ЗАДАНИЕ
Как звучит в отрывке о картинах Тимомаха место от «О другом произведении» до «он раскидал вокруг.»? Процитируйте его дословно.

Среди древних, кажется, Тимомах любил избирать в качестве сюжетов для своих произведений наиболее сильные страсти. Знаменитыми стали его неистовствующий Аякс, его детоубийца Медея. Но из описаний, которые мы имеем о них, ясно, что он отлично умел выбирать такой момент, когда зритель не столько видит наглядно, сколько воображает высшую силу страсти; понимал также Тимомах и то, что подобный момент не должен вызывать представления о мимолетности изображаемого – так, чтобы запечатление его в искусстве нам не нравилось. Например, Медею изобразил он не в ту минуту, когда она убивает своих детей, но за несколько минут раньше, когда материнская любовь еще борется в ней с ревностью. Мы предвидим исход этой борьбы, мы уже заранее содрогаемся при одном виде суровой Медеи, и наше воображение далеко превосходит все, что художник мог бы изобразить в эту страшную минуту. Но запечатленная в этом произведении искусства нерешительность Медеи именно потому и не оскорбляет нас, что мы скорее желаем, чтобы и в самой действительности все на этом и остановилось, чтобы борьба страстей никогда не прекращалась или, по крайней мере, длилась бы до тех пор, пока время и рассудок ослабят ярость и принесут победу материнским чувствам. Удачный выбор Тимомаха вызвал многочисленные похвалы и поставил его гораздо выше другого, неизвестного художника, который был настолько неосмотрителен, что показал зрителям Медею на высшей ступени неистовства и, таким образом, придал этому быстро преходящему моменту продолжительность, против которой восстает человеческая природа. Поэт24, упрекающий его за это, очень остроумно говорит, обращаясь к самому изображению Медеи: «Неужели ты постоянно жаждешь крови своих детей? Неужели беспрерывно стоят пред тобою новый Язон и новая Креуза и неустанно разжигают твою злобу? Так пропади же ты и в картине!» – добавляет он, полный горечи.
О другом произведении Тимомаха, изображающем бешенство Аякса, можно судить по сообщению Филострата25. Аякс представлен у него не в то время, когда он творит расправу над стадами и побивает и вяжет быков и баранов, принимая их за людей. Нет, художник благоразумно выбрал ту минуту, когда Аякс сидит измученный своим неистовством и замышляет самоубийство. И перед зрителем предстает действительно бешеный Аякс не потому, что он неистовствовал на наших глазах, а потому, что яркие следы этого неистовства видны во всем его положении: вся сила его недавнего бешенства ярко выражается в его полном отчаянии и стыде; миновавшую бурю видишь по обломкам и трупам, которые он раскидал вокруг.

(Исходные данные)
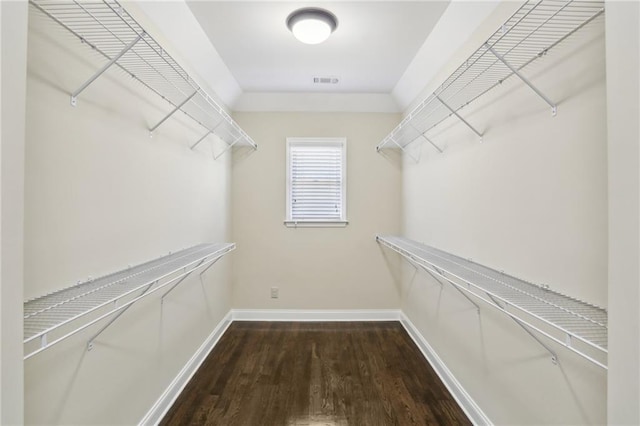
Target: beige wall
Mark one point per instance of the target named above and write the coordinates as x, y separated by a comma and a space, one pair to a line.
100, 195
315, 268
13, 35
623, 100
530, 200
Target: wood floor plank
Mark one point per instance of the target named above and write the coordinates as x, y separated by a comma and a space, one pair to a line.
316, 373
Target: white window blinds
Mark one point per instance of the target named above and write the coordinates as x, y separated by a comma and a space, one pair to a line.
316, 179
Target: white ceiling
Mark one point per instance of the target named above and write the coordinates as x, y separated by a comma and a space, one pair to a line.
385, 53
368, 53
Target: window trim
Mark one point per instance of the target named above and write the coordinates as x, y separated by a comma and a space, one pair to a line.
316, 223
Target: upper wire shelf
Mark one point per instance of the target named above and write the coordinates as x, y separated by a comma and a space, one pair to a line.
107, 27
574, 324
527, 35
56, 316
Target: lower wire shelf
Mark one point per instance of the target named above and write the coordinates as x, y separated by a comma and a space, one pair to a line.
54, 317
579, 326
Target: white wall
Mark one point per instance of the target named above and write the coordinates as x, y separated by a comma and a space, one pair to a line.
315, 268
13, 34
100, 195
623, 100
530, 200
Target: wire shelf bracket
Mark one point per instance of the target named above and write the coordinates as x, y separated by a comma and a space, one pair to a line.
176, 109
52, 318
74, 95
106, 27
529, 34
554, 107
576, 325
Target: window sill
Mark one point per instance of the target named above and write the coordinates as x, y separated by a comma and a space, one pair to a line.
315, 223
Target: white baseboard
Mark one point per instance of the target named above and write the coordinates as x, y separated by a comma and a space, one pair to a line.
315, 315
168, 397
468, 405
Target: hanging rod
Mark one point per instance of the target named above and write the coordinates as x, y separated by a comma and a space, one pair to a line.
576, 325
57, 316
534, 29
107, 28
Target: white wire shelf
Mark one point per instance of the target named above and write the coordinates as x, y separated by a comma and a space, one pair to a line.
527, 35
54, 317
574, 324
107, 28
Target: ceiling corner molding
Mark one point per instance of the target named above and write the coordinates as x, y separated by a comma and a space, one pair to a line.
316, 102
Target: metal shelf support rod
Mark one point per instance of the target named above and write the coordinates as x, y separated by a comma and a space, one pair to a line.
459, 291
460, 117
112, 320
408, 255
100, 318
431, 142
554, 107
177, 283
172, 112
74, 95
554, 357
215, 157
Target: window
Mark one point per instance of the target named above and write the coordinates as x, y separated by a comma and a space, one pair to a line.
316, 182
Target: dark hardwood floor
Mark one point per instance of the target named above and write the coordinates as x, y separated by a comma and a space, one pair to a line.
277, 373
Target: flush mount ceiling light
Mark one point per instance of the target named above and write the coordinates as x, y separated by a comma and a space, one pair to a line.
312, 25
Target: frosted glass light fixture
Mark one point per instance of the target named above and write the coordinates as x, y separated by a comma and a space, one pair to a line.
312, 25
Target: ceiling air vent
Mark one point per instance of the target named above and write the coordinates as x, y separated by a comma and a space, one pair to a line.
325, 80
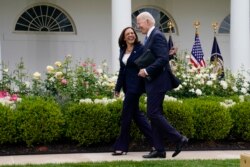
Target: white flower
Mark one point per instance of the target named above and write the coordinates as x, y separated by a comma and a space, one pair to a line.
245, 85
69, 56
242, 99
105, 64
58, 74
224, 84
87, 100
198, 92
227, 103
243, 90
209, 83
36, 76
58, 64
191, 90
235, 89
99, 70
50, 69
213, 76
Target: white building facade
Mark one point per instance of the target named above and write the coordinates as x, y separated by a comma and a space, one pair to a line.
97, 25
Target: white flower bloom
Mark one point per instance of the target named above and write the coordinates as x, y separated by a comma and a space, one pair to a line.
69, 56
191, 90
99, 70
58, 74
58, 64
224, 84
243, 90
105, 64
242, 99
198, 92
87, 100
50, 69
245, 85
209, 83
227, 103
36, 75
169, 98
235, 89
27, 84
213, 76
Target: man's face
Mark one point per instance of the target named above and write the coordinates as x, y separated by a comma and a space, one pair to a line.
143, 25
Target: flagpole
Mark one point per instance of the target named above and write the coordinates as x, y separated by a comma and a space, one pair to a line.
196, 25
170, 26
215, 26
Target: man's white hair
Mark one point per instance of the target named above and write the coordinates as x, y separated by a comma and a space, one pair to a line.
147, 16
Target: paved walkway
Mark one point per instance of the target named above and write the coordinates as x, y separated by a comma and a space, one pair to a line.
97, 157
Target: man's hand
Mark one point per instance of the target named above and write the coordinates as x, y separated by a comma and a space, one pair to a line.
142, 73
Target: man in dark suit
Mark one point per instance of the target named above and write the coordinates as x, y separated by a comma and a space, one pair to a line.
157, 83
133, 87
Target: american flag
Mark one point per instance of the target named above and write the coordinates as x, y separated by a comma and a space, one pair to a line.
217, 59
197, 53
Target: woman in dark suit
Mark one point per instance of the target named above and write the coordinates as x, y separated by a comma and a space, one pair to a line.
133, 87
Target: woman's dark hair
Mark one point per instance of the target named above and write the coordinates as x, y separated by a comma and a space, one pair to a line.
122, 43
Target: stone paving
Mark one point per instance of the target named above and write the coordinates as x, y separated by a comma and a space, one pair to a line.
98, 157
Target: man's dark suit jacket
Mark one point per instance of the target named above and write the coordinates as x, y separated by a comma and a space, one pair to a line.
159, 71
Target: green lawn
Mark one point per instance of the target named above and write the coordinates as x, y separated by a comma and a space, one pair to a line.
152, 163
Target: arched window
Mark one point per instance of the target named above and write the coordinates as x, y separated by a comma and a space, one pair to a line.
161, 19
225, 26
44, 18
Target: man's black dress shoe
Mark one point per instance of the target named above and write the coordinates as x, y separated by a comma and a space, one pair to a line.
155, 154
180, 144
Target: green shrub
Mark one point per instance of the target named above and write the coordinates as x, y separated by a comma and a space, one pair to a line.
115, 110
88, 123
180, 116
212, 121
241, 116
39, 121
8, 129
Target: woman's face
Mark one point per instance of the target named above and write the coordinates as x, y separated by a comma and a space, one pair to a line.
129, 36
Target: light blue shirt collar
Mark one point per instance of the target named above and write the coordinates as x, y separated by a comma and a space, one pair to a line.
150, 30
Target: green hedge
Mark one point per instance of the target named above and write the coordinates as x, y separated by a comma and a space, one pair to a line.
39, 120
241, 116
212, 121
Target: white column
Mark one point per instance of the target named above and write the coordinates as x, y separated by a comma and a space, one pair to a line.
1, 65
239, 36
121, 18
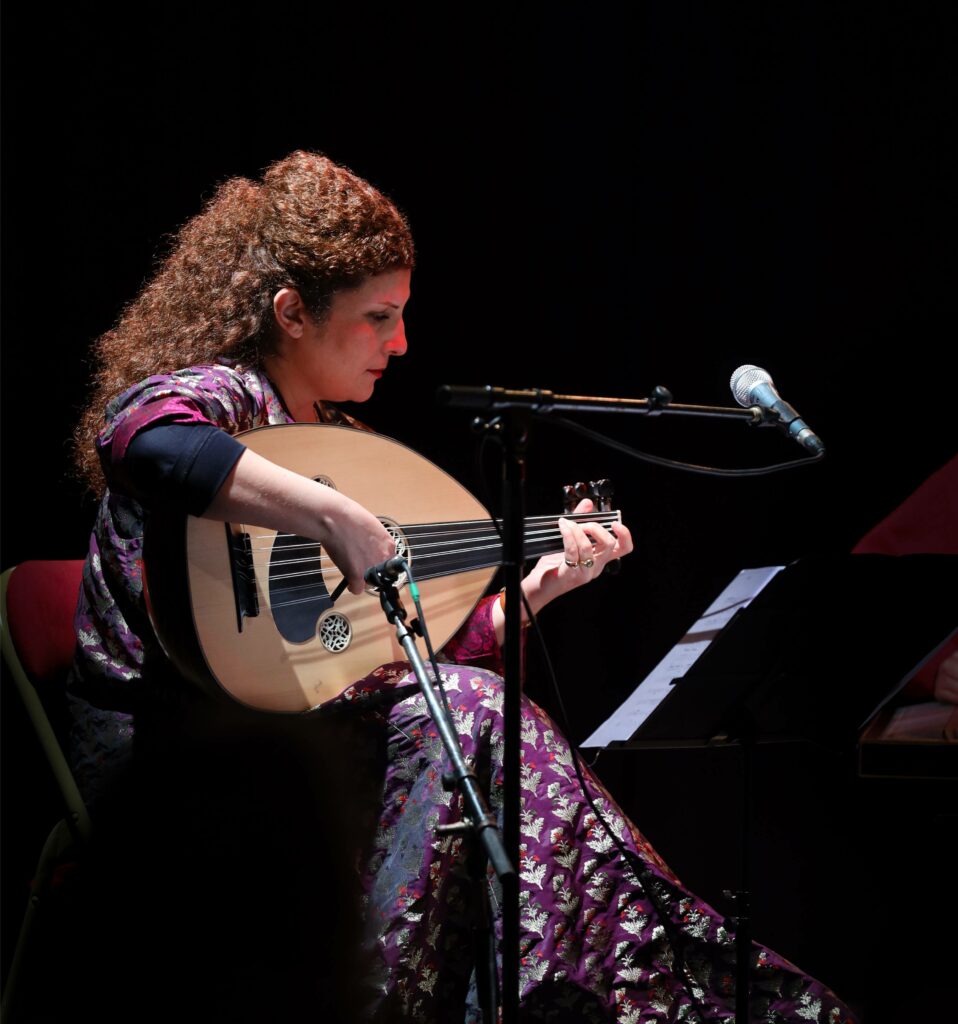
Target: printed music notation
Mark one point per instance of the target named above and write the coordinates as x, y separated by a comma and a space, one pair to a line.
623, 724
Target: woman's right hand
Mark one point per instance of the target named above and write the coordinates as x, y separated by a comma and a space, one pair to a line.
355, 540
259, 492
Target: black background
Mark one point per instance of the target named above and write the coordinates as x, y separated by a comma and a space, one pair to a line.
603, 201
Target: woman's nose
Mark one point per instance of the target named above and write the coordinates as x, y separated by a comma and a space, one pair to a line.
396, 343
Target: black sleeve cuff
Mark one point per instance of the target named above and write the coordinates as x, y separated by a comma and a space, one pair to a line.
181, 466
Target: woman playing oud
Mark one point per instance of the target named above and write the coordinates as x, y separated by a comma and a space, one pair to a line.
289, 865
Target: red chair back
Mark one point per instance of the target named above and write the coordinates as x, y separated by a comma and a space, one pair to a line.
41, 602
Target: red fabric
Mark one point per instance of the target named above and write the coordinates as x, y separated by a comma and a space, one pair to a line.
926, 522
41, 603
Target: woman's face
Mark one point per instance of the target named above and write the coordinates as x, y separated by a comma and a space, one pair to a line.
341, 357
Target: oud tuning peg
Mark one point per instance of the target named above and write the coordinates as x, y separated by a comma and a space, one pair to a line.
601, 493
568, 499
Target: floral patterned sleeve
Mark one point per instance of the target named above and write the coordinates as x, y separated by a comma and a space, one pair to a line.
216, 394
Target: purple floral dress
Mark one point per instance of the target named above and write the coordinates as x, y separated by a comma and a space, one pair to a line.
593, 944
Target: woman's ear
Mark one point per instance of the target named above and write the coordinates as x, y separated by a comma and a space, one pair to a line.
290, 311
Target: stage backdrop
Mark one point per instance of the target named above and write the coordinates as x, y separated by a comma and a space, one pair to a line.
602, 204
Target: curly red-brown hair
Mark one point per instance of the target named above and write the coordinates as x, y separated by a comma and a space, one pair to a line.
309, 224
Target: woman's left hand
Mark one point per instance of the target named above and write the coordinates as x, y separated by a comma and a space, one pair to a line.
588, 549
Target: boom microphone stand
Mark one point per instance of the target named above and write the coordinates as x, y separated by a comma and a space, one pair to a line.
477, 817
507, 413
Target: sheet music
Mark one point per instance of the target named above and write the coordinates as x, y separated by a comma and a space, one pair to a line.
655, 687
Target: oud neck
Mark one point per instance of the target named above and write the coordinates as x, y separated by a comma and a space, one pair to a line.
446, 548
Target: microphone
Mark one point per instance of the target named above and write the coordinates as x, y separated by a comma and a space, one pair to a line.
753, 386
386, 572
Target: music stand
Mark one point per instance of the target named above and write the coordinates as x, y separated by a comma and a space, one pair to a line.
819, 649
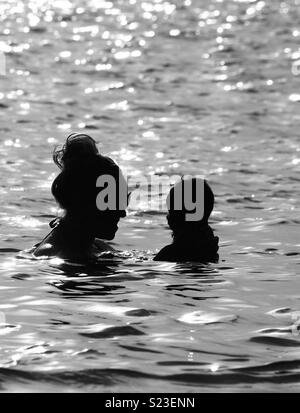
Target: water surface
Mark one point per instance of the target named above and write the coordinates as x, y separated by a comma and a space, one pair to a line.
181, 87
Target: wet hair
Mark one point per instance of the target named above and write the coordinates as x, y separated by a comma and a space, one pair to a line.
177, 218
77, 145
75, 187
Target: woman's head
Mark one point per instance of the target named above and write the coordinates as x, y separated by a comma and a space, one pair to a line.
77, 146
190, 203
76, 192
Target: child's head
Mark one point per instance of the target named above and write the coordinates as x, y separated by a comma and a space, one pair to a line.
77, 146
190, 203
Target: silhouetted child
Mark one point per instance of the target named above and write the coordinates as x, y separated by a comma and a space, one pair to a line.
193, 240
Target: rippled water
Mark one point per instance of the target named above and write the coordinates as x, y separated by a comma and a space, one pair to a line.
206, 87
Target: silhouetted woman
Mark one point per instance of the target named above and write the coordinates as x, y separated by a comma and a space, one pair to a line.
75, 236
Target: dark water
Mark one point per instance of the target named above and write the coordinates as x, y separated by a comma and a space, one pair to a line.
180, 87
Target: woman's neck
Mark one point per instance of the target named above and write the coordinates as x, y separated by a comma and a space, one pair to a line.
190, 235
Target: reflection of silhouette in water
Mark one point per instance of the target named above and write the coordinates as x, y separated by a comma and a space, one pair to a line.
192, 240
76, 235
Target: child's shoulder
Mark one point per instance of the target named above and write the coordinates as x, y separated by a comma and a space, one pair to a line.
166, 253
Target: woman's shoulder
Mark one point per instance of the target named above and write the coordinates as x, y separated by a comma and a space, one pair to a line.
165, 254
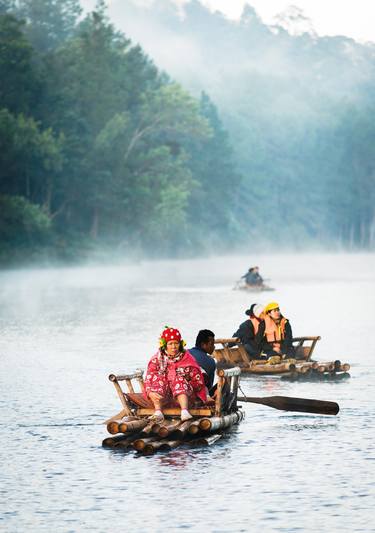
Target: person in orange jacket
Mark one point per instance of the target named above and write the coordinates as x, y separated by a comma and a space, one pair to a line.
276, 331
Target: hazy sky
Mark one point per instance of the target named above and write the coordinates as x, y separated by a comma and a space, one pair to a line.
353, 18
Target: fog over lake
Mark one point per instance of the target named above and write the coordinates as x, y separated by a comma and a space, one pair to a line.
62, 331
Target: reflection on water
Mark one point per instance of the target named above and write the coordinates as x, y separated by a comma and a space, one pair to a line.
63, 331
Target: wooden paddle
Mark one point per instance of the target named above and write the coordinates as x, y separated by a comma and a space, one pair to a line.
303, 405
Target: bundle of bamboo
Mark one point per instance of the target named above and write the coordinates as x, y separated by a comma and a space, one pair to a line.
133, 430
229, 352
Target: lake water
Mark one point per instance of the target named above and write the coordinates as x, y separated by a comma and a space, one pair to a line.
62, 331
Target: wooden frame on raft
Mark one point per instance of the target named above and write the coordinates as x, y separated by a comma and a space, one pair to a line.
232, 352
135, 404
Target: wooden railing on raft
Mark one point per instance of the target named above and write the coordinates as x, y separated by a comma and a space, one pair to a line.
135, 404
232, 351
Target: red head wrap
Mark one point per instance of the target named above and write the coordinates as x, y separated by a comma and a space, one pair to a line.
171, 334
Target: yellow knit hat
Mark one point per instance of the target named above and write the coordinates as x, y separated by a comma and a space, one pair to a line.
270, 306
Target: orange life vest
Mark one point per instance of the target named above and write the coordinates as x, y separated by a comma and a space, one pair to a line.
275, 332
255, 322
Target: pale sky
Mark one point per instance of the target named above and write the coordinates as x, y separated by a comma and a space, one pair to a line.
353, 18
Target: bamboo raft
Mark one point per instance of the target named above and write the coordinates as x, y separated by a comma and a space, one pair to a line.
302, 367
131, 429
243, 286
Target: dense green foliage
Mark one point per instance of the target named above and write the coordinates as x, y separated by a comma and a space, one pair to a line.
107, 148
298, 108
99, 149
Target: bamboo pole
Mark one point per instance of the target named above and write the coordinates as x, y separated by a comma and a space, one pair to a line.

ОТВЕТ
О другом произведении Тимомаха, изображающем бешенство Аякса, можно судить по сообщению Филострата25. Аякс представлен у него не в то время, когда он творит расправу над стадами и побивает и вяжет быков и баранов, принимая их за людей. Нет, художник благоразумно выбрал ту минуту, когда Аякс сидит измученный своим неистовством и замышляет самоубийство. И перед зрителем предстает действительно бешеный Аякс не потому, что он неистовствовал на наших глазах, а потому, что яркие следы этого неистовства видны во всем его положении: вся сила его недавнего бешенства ярко выражается в его полном отчаянии и стыде; миновавшую бурю видишь по обломкам и трупам, которые он раскидал вокруг.